Entries from a pointing dataset
-*-*-
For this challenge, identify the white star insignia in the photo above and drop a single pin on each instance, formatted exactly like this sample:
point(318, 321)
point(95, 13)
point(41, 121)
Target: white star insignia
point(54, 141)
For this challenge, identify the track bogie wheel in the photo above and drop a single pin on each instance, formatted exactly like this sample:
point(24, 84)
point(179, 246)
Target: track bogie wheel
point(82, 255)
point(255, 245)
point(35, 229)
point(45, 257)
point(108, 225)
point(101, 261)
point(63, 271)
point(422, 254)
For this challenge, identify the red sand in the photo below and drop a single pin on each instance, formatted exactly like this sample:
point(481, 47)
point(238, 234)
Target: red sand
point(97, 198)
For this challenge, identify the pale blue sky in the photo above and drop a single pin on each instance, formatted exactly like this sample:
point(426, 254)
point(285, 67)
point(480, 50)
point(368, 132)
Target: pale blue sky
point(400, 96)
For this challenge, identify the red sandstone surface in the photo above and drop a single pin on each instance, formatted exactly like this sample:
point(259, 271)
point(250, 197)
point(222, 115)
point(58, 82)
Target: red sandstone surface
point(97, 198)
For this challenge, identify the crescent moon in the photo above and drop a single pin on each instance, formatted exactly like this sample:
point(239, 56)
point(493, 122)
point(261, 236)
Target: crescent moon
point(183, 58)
-*-*-
Copy all of these rows word for word, line by line.

For this challenge, identify the white star insignia in the photo above and drop a single pin on each instance, formatted exactly like this sample:
point(318, 321)
point(95, 13)
point(41, 121)
Target: white star insignia
point(54, 141)
For this challenge, identify the track bogie wheel in the photo above and drop a single pin on each instance, formatted exactly like this sample:
point(24, 84)
point(179, 246)
Target: track bogie wheel
point(82, 255)
point(255, 245)
point(35, 229)
point(45, 257)
point(108, 225)
point(101, 261)
point(63, 271)
point(422, 254)
For this challenge, identify the red sand in the photo below and drop a single pin on each instance, formatted exactly like this sample:
point(481, 47)
point(238, 234)
Target: red sand
point(97, 198)
For this challenge, identify the pale blue sky in the photo above and drop a single pin on each instance, formatted exactly like this sample:
point(426, 254)
point(285, 67)
point(480, 50)
point(368, 132)
Target: pale blue sky
point(400, 96)
For this challenge, identify the red sandstone surface in the photo above and drop a single pin on each instance, formatted exactly like this sample:
point(259, 271)
point(250, 197)
point(222, 115)
point(58, 82)
Target: red sandstone surface
point(97, 198)
For this challenge, identify the crescent moon in the photo above and drop a single pin on each instance, formatted exactly like this sample:
point(239, 56)
point(493, 122)
point(261, 236)
Target: crescent moon
point(183, 58)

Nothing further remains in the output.